- SUPPLIED TEXT -

= = = = =

MPI Design Discussion

I am not sure where you have been seeing a problem. I was able to compile & run test/unit/math/prim/mat/functor/map_rect_test.cpp without having STAN_HAS_MPI being defined. I added a test/unit/math/rev/mat/functor/map_rect_test.cpp to verify the same thing there. So I think the code is MPI free whenever you do not define STAN_HAS_MPI, but I could have missed something.

Here again, quickly checking things, I thought to have done the right thing. So whenever I am in prim then I only ever include things from prim and nothing else. I thought that was the right way, no? Or have I missed something? What I haven’t done yet is run make test-headers on the new code as the speed of rewriting things was to fast for me in the past; I hope this settles now.

That won’t work with Stan—we don’t have a ragged vector type yet.

That’ll cover our current functions. It won’t allow lambdas, though, which produce what is essentially a functor.

Great. I must have misunderstood what I was reading.

= = = = =

- PROVIDED INFORMATION -
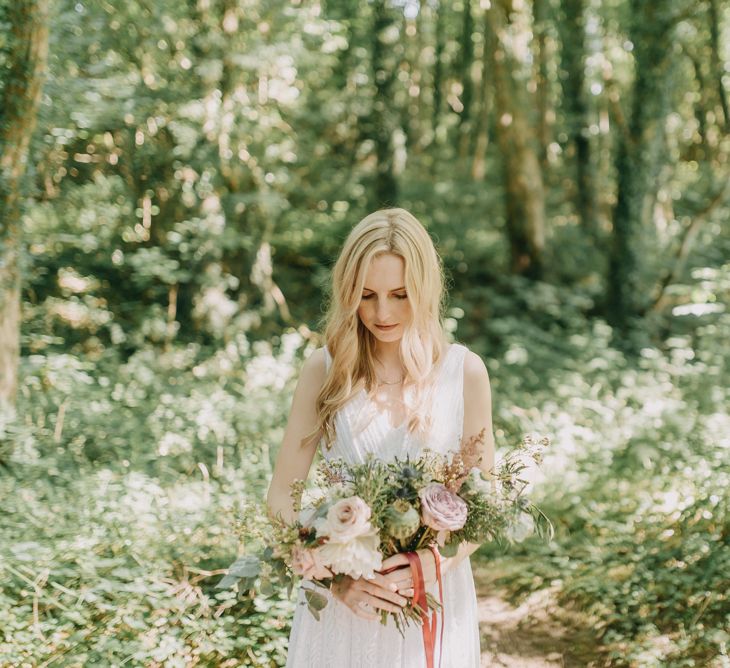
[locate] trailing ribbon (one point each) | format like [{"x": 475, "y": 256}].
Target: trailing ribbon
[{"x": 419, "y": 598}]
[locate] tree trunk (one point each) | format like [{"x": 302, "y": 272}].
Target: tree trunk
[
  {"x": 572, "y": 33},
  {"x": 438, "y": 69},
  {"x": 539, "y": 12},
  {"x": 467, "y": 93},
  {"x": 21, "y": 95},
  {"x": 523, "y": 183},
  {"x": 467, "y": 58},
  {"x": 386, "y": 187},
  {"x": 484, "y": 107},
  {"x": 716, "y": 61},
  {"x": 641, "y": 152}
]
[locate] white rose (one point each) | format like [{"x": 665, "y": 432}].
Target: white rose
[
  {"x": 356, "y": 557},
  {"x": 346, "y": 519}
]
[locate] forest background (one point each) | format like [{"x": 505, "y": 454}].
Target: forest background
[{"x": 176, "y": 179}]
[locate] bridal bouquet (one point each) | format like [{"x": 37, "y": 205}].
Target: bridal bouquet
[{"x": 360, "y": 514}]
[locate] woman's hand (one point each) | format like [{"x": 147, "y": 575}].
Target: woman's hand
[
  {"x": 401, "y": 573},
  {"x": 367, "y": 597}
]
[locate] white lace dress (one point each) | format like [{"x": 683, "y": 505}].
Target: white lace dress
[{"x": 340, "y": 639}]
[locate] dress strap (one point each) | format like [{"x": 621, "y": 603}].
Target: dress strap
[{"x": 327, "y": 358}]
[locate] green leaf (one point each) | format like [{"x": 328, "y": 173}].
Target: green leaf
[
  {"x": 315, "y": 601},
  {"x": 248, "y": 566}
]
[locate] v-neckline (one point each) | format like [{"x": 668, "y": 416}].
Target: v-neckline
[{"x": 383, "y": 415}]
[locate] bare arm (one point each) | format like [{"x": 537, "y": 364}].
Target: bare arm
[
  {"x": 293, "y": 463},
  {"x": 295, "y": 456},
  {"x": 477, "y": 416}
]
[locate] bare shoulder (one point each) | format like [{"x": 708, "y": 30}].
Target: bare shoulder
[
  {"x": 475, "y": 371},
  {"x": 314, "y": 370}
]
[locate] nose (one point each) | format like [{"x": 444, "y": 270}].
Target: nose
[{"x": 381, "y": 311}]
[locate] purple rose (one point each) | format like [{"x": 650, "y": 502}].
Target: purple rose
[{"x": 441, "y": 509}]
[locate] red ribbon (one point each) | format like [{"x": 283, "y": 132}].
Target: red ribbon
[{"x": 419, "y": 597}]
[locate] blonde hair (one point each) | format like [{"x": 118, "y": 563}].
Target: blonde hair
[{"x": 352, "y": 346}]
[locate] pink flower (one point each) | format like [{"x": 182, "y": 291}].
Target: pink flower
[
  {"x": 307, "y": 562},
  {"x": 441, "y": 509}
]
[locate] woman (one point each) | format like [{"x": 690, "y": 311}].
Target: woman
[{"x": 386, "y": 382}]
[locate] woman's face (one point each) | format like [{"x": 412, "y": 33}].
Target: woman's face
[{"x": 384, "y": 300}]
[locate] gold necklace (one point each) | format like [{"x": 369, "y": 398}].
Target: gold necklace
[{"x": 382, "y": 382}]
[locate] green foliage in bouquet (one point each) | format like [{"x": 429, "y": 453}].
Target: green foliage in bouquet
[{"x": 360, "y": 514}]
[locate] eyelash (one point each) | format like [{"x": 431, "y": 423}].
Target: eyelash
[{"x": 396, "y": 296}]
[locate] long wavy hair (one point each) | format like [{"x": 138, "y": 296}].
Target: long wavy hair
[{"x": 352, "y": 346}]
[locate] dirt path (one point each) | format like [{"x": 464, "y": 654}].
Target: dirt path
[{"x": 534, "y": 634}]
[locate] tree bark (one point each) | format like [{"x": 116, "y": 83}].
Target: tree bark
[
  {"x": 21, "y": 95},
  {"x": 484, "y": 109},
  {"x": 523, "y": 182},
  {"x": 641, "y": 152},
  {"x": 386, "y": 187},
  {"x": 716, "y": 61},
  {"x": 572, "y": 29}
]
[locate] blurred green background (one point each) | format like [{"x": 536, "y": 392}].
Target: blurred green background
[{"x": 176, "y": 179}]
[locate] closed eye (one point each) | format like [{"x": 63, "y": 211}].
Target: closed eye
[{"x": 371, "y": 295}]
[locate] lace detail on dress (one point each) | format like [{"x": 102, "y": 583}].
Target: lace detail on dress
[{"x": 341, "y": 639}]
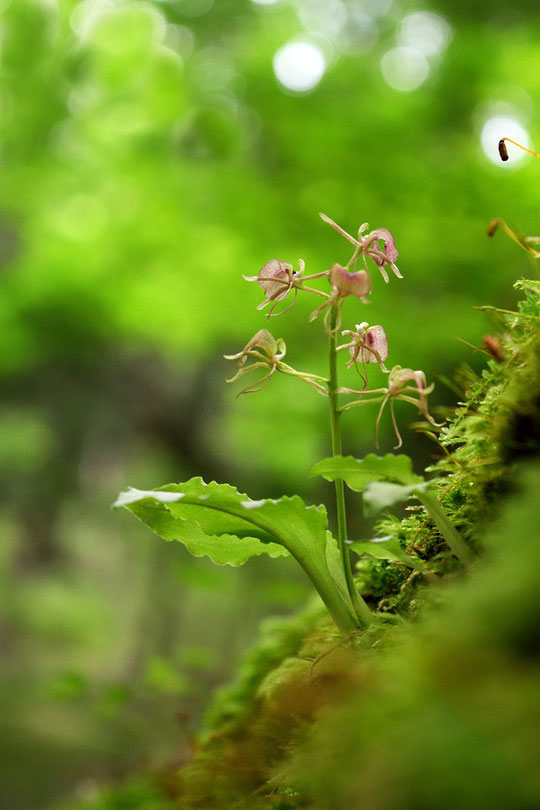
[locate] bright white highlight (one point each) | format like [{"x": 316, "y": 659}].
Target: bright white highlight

= = = = =

- PROBLEM -
Could you reproduce the MPI design discussion word for word, from start to finish? Work only from the MPI design discussion.

- FULL ANSWER -
MPI Design Discussion

I am not sure where you have been seeing a problem. I was able to compile & run test/unit/math/prim/mat/functor/map_rect_test.cpp without having STAN_HAS_MPI being defined. I added a test/unit/math/rev/mat/functor/map_rect_test.cpp to verify the same thing there. So I think the code is MPI free whenever you do not define STAN_HAS_MPI, but I could have missed something.

Here again, quickly checking things, I thought to have done the right thing. So whenever I am in prim then I only ever include things from prim and nothing else. I thought that was the right way, no? Or have I missed something? What I haven’t done yet is run make test-headers on the new code as the speed of rewriting things was to fast for me in the past; I hope this settles now.

That won’t work with Stan—we don’t have a ragged vector type yet.

That’ll cover our current functions. It won’t allow lambdas, though, which produce what is essentially a functor.

Great. I must have misunderstood what I was reading.